* What needs to be done: What is needed is an exact transcription of the line with "Quickstart: supply a" and all the lines that follow it in the entries below; add nothing else.

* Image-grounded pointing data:
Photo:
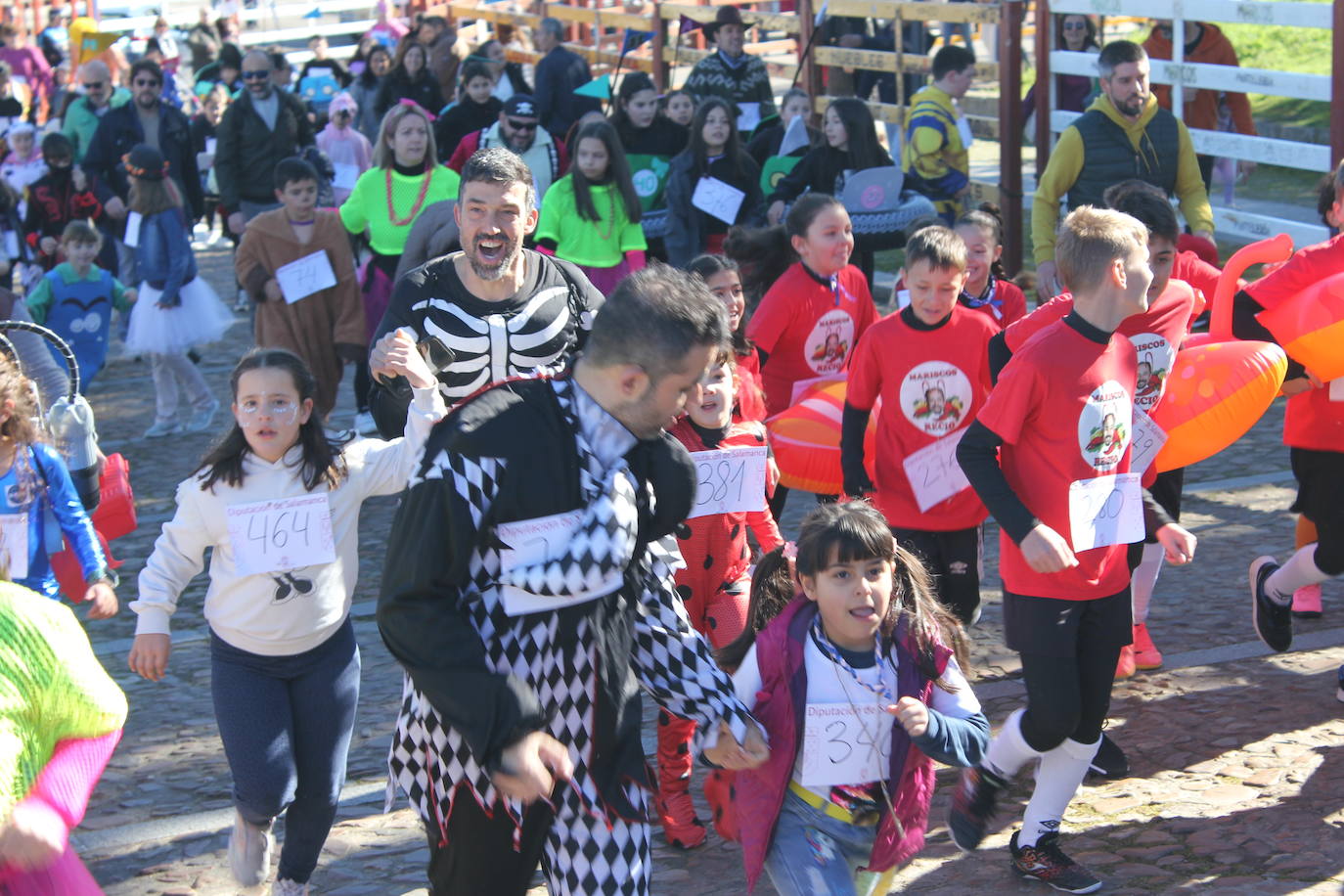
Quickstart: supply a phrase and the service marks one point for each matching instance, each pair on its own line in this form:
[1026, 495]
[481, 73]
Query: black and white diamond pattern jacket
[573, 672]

* Solution for this exercise:
Quickstart: supply a phrase and the service marks one point for each matching instance, each pair on its own line in this form:
[1026, 495]
[481, 73]
Query: black and white diamond pattern jacket
[573, 672]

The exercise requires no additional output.